*INSTRUCTIONS FOR THE TASK*
Repeat the material below line for line, changing nothing.

*SUPPLIED DATA*
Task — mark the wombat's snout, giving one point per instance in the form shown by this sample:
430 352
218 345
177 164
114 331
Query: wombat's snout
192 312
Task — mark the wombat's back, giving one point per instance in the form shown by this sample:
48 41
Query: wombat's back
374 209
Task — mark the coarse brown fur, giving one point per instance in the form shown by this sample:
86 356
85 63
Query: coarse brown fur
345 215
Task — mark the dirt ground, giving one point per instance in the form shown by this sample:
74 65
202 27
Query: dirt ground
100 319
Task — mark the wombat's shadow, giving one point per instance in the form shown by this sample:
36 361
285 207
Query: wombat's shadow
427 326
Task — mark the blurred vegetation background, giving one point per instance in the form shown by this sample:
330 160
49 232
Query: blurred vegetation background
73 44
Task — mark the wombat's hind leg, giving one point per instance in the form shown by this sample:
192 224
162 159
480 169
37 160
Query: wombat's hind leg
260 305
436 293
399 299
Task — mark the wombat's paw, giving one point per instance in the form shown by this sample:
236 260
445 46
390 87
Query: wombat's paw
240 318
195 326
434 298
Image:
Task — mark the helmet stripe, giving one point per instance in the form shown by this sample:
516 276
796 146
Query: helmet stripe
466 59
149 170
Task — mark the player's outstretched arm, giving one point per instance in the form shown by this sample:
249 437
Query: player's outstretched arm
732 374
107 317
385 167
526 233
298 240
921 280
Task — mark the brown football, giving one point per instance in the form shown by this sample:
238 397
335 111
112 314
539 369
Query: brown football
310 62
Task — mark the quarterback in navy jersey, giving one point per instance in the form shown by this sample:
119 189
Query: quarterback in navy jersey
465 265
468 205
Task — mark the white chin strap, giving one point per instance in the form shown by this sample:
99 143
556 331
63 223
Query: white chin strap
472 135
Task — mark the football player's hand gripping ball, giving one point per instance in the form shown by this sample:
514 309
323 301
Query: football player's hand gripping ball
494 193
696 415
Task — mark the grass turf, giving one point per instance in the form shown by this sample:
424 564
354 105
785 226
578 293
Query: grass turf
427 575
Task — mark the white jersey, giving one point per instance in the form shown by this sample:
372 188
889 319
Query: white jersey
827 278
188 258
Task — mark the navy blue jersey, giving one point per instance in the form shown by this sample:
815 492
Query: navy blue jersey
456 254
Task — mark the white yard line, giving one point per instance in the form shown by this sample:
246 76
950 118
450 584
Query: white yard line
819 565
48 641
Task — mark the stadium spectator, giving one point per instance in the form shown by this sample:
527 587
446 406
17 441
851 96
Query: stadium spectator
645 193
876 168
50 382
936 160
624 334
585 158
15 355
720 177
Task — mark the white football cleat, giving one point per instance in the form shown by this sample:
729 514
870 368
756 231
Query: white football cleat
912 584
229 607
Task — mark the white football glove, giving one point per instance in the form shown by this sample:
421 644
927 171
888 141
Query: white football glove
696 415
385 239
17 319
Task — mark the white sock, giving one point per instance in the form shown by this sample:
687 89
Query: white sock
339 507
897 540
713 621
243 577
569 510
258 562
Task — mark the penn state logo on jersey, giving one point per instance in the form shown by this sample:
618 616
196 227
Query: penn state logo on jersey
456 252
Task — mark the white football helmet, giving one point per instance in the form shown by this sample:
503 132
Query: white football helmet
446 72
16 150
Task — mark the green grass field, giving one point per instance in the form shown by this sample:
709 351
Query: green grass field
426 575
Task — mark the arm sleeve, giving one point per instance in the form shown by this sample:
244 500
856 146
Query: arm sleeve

*ANSWER BELOW*
Task — mark the wombat's snout, giving one point per instance in the form shown by this sample:
430 352
218 345
177 164
114 331
Query: wombat's snout
192 312
Task — mark the wombat's back, giving one point per instance in the form shown by this sample:
48 41
Query: wombat's back
374 209
Task — mark the coarse brown fur, giving one point per instance in the form shown by this sample:
86 356
85 63
Query: coarse brown fur
345 215
Task — mark the dirt ground, giving one point per instance in the form shown by this sample:
74 65
202 27
Query: dirt ground
100 319
Task — mark the wombat's shadow, giving one point per instance in the form shown by this sample:
36 361
285 207
Query: wombat's shadow
427 326
Task — mark the blurred vegetation background, giving one point per instance in the form shown by this sample:
330 160
49 232
Query: blurred vegetation background
73 44
Task — mark the wombat's hind leg, giving one point per instance in the form shown by this sample:
192 224
162 159
480 169
37 160
Query: wombat's hind leg
260 305
436 293
399 299
Task — mark the wombat's paw, giving one point per instance in the form shown by this sample:
236 260
445 46
390 87
Query: wombat's paw
240 318
195 326
434 298
Image:
Task — mark the helmet stripe, giving one point per instance in the form shown by this sample:
516 276
796 146
Query: helmet stripe
466 59
149 170
Task — mark the player's outstretched arm, giving one point per instance in the form shown by this sample:
249 437
Query: player's outstretched arm
732 374
107 317
385 167
526 233
298 240
921 280
Task — mark the brown football, giving one point per instance in the form shown by this sample:
238 397
335 111
112 314
539 369
Query: brown football
310 62
Task — mark the quarterback in navy jersey, giving one point per instance in the form shown by this sample:
119 189
Query: quarterback in navy jersey
465 265
468 205
Task — mark the white chin strap, giving one point per instance in the form shown by this sample:
99 143
556 331
63 223
Query: white chin strap
472 135
Task — mark the football player's hand gripping ball, giving one point per instance in the form shown by this sample:
514 309
323 301
Query: football player's hand gripping ball
494 193
696 415
Task — mark the grass turf, giving one point per instance in the form shown by this sample:
424 564
354 105
785 226
578 293
Query: grass turf
427 575
Task — mark the white jersey, giving one point per instance in the form shown by this sample:
372 188
889 319
Query: white jersey
827 278
188 258
Task — mark the navy blue jersey, giving one point per instance in the form shown by this sample:
815 492
Query: navy blue jersey
456 254
Task — mark the white yard line, giving one point per instance in the form shown by this sample:
246 76
950 118
450 584
Query: white yard line
819 565
48 641
Task — mark the stadium spectator, giving one point per instance in the form shown by this sample:
527 587
446 406
17 441
851 96
Query: stadium spectator
645 193
876 168
50 382
936 160
624 334
585 158
15 355
720 177
Task — mark the white football cleat, giving one point per instance in the form shown by this sample:
729 514
870 368
756 231
Query: white football cleat
912 584
229 607
Task — mark the white football glove, giving one point per instance in the form shown by this sample:
421 644
927 171
888 141
Query: white football glove
696 415
385 239
17 319
Task — mark the white sock, giving one point per instance in the form shown by this sample:
687 89
Query: white sock
339 507
897 540
713 621
243 577
569 510
258 562
Task — mark the penn state logo on jersey, giving one point per instance in the form shown by this sample:
618 616
196 227
Query: penn state logo on jersey
456 252
Task — mark the white football helmet, giving one point per instance in the form shown by this sample:
503 132
Query: white football helmet
446 72
16 150
Task — mark the green grass field, giving one point per instance in the form shown by this sample:
709 351
Query: green grass field
426 575
Task — mark the arm sleeve, giving one point per instance in the form shown by this sample:
244 500
856 146
Query: arm sleeve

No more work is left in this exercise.